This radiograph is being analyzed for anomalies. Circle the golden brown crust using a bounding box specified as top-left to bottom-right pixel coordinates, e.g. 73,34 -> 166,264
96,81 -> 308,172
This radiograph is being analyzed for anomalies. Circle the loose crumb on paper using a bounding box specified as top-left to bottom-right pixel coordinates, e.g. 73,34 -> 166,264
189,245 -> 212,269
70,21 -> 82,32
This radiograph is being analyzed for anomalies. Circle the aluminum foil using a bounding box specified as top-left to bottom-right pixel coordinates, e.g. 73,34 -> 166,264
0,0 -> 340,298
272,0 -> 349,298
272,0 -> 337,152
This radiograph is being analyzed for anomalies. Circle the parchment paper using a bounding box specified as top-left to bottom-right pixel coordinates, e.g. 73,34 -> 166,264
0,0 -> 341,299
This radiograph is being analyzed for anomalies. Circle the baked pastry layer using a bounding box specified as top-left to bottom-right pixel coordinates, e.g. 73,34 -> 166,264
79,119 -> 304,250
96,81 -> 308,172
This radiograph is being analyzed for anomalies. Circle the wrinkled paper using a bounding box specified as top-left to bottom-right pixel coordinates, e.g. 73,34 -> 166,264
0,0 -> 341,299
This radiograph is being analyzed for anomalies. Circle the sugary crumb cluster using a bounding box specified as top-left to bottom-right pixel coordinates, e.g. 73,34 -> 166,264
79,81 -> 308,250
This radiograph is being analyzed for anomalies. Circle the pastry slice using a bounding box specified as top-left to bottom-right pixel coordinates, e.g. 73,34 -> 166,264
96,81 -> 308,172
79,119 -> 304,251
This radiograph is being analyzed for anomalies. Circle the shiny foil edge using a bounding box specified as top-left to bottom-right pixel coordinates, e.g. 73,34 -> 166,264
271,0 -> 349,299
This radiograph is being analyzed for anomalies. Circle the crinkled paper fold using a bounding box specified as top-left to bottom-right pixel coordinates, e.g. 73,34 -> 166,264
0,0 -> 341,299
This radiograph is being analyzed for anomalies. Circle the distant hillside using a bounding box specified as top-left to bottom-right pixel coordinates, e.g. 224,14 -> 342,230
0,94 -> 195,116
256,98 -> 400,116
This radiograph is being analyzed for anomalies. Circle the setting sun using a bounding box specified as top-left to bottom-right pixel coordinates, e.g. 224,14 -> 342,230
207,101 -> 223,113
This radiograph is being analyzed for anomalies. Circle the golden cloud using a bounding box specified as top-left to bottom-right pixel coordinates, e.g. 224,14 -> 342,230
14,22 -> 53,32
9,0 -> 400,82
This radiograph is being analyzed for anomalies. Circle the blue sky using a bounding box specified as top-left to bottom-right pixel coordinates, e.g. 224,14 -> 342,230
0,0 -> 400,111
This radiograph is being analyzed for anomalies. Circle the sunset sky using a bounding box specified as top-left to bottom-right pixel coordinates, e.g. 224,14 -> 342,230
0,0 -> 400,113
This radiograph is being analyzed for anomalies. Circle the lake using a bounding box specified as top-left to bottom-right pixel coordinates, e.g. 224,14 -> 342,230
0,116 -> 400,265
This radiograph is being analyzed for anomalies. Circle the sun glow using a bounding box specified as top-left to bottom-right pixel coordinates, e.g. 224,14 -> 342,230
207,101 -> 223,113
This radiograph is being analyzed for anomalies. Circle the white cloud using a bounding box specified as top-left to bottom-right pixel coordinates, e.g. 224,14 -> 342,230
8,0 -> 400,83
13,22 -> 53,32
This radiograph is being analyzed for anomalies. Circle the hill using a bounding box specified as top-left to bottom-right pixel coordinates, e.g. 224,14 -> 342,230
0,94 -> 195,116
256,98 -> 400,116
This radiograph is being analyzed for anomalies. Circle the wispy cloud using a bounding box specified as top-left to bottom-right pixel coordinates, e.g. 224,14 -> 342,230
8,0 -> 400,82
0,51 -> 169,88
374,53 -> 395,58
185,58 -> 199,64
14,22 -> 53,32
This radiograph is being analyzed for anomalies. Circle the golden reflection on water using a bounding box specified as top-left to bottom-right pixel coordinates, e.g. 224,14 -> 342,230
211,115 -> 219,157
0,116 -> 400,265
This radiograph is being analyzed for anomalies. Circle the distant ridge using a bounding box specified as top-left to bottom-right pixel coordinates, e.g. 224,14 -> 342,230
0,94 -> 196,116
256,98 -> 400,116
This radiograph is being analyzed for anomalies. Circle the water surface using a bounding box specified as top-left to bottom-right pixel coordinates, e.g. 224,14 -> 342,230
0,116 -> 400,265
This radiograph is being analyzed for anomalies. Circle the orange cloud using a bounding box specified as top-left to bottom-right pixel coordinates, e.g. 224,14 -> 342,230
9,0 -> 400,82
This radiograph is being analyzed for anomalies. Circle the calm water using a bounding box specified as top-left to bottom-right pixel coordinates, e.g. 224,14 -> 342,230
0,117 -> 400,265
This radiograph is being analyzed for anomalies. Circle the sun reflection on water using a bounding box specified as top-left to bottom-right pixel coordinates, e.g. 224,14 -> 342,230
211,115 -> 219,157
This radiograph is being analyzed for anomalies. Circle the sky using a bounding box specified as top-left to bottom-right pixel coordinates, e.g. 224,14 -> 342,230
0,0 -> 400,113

* * * *

* _Task instructions_: Shift the listing from its first line up to and including the line with "70,21 -> 82,32" by adding 115 to every bounding box coordinate in the answers, and write out all of those lines, not only the answers. Keep the sample coordinates after "e.g." as they are.

* _Reply to the exercise_:
This radiograph is being analyzed for anomalies. Circle the golden brown crust using a bounding box specified as top-left to bottom-right pixel coordinates, e.g. 73,34 -> 166,264
211,196 -> 423,287
This radiograph is being analyzed for anomalies. Circle the loose crumb on paper using a bounding box specified as top-left to bottom-right pixel coordinates, e.g. 73,34 -> 166,264
304,360 -> 327,384
185,136 -> 197,147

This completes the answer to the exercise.